**Supplied passage:**

_ _ _ _

Studio album by Kip Moore
- Released: August 21, 2015
- Genre: Country rock; heartland rock; roots rock;
- Length: 47:32 (standard edition) 58:25 (deluxe edition)
- Label: MCA Nashville
- Producer: Chris DeStefano; Brett James; Kip Moore;

Kip Moore chronology
| Up All Night (2012) | Wild Ones (2015) | Slowheart (2017) |

Singles from Wild Ones
- "I'm to Blame" Released: February 2, 2015; "Running for You" Released: October 12, 2015;

= Wild Ones (Kip Moore album) =

Wild Ones is the second studio album by American country music artist Kip Moore, released on August 21, 2015, by MCA Nashville. Following the success of his 2012 debut album, Up All Night, Moore reteamed with producer Brett James and brought in Chris DeStefano to work on new content for his next country album. After its first two singles underperformed on the radio, Moore decided to scrap the project to write and record new material, crafting a more organic hard rock sound that supports the personal stories told throughout the thirteen tracks he co-wrote. Reviews for the record were positive, with critics praising Moore for incorporating rock elements throughout the track listing. Wild Ones debuted at numbers two and four on the Top Country Albums and Billboard 200 charts, respectively. It spawned two singles: "I'm to Blame" and "Running for You". To promote the album, Moore performed on talk shows and headlined tours across North America.

_ _ _ _

**Short task 1:** According to the Wild Ones article, which label released the album?
The Wild Ones article and the listing come from separate sources.

Entries from a pointing dataset
_ _ _ _

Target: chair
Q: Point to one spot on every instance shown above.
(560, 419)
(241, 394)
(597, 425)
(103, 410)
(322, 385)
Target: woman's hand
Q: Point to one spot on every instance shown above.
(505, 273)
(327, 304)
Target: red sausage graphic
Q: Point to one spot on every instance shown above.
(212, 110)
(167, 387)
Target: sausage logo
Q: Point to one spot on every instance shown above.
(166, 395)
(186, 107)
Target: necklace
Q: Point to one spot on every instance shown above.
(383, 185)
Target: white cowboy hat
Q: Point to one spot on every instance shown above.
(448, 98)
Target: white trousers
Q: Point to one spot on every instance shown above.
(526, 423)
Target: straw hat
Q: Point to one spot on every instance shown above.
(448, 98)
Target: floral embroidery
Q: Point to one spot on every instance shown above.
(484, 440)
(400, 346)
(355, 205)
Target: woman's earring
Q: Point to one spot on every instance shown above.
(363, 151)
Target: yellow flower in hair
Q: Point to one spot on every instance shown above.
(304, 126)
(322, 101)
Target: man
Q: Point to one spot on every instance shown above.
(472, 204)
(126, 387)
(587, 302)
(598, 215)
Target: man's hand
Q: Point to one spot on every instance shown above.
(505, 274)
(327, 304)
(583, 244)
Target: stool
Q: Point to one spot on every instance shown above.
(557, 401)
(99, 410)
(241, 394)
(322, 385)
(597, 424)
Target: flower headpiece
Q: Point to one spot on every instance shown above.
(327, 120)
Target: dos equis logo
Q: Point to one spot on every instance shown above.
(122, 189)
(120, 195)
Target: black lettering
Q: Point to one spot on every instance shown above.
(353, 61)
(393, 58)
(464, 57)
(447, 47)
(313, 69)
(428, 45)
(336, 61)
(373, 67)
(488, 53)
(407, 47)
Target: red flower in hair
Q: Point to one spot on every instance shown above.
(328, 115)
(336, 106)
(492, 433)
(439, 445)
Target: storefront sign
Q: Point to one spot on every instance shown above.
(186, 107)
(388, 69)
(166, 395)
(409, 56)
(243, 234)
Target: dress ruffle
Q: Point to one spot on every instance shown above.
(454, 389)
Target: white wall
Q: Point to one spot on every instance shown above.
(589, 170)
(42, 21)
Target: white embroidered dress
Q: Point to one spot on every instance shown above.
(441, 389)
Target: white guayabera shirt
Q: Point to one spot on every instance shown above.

_ _ _ _

**Short task 2:** Reproduce the listing verbatim, beginning at the line that has "Target: storefront sign" and stopping after the listing's final line.

**Full answer 1:** MCA Nashville

**Full answer 2:**
Target: storefront sign
Q: Point to one spot on every instance shown above.
(186, 107)
(388, 69)
(166, 395)
(409, 56)
(243, 234)
Target: dress ruffle
Q: Point to one spot on every instance shown above.
(454, 389)
Target: white wall
Q: Point to one spot on every instance shown above.
(589, 170)
(42, 21)
Target: white embroidered dress
Q: Point to one spot on every instance shown above.
(441, 389)
Target: white guayabera shirt
Q: Point to one spot on every instance shown above.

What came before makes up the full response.